*Dataset entries:*
<<<<
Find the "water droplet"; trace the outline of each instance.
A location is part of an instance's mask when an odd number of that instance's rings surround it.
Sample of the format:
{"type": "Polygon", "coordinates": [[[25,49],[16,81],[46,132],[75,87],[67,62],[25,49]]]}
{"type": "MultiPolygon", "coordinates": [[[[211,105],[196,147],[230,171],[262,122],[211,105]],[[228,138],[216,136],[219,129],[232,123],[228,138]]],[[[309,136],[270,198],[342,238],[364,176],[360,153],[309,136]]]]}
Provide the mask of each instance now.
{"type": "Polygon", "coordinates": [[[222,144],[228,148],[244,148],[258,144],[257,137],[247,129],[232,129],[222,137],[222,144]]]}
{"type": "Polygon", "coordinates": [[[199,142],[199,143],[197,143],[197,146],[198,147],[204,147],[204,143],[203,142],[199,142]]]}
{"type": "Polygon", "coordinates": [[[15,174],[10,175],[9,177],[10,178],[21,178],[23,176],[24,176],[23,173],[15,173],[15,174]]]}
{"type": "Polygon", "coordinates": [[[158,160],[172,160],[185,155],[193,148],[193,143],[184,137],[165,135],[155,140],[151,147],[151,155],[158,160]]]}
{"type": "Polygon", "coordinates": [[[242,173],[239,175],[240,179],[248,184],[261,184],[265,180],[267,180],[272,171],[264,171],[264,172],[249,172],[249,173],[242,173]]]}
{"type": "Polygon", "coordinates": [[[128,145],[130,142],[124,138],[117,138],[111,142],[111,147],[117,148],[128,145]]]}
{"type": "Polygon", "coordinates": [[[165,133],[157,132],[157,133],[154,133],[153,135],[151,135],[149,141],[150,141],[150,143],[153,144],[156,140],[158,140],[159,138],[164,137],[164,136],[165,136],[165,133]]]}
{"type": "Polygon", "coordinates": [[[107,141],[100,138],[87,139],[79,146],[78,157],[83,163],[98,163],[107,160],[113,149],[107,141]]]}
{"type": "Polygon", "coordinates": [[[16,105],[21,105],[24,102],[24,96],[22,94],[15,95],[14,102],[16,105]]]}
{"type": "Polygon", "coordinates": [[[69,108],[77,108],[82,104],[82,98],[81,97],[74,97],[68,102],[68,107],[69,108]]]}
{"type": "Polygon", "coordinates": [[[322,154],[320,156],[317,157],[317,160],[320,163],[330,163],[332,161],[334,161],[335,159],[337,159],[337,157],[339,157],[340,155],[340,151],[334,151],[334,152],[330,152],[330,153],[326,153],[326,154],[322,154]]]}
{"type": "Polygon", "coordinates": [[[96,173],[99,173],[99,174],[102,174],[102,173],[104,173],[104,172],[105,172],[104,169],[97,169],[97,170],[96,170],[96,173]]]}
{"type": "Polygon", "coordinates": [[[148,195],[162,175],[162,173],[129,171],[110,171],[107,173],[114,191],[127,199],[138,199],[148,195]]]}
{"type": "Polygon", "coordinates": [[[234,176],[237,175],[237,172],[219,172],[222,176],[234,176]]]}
>>>>
*Required work:* Copy all the records exactly so that no character differs from the source.

*Exercise solution:*
Find the "water droplet"; trace the outline of each instance.
A location is part of an instance's mask when an odd number of that instance's rings surround it.
Sample of the format:
{"type": "Polygon", "coordinates": [[[25,49],[16,81],[46,132],[75,87],[67,62],[25,49]]]}
{"type": "MultiPolygon", "coordinates": [[[[211,105],[196,147],[230,171],[262,122],[211,105]],[[228,138],[216,136],[219,129],[232,123],[228,138]]],[[[309,136],[270,198],[342,238],[364,176],[360,153],[309,136]]]]}
Provide the mask of each instance now.
{"type": "Polygon", "coordinates": [[[222,144],[228,148],[244,148],[258,144],[257,137],[247,129],[232,129],[222,137],[222,144]]]}
{"type": "Polygon", "coordinates": [[[199,142],[199,143],[197,143],[197,146],[198,147],[204,147],[204,143],[203,142],[199,142]]]}
{"type": "Polygon", "coordinates": [[[15,174],[10,175],[9,177],[10,178],[21,178],[23,176],[24,176],[23,173],[15,173],[15,174]]]}
{"type": "Polygon", "coordinates": [[[158,160],[172,160],[185,155],[193,148],[193,143],[184,137],[165,135],[155,140],[151,147],[151,155],[158,160]]]}
{"type": "Polygon", "coordinates": [[[242,173],[239,175],[240,179],[248,184],[261,184],[265,180],[267,180],[272,171],[264,171],[264,172],[249,172],[249,173],[242,173]]]}
{"type": "Polygon", "coordinates": [[[128,145],[130,142],[124,138],[117,138],[111,142],[111,147],[117,148],[128,145]]]}
{"type": "Polygon", "coordinates": [[[165,133],[157,132],[157,133],[154,133],[153,135],[151,135],[149,141],[150,141],[150,143],[153,144],[156,140],[158,140],[159,138],[164,137],[164,136],[165,136],[165,133]]]}
{"type": "Polygon", "coordinates": [[[107,141],[100,138],[87,139],[79,146],[78,157],[83,163],[98,163],[107,160],[113,149],[107,141]]]}
{"type": "Polygon", "coordinates": [[[16,105],[21,105],[24,102],[24,96],[22,94],[15,95],[14,102],[16,105]]]}
{"type": "Polygon", "coordinates": [[[69,108],[77,108],[82,104],[82,98],[81,97],[74,97],[68,102],[68,107],[69,108]]]}
{"type": "Polygon", "coordinates": [[[322,154],[320,156],[317,157],[317,160],[320,163],[330,163],[332,161],[334,161],[335,159],[337,159],[337,157],[339,157],[340,155],[340,151],[334,151],[334,152],[330,152],[330,153],[326,153],[326,154],[322,154]]]}
{"type": "Polygon", "coordinates": [[[96,173],[99,173],[99,174],[102,174],[102,173],[104,173],[104,172],[105,172],[104,169],[97,169],[97,170],[96,170],[96,173]]]}
{"type": "Polygon", "coordinates": [[[148,195],[162,175],[162,173],[129,171],[110,171],[107,173],[114,191],[127,199],[138,199],[148,195]]]}
{"type": "Polygon", "coordinates": [[[234,176],[237,175],[237,172],[219,172],[222,176],[234,176]]]}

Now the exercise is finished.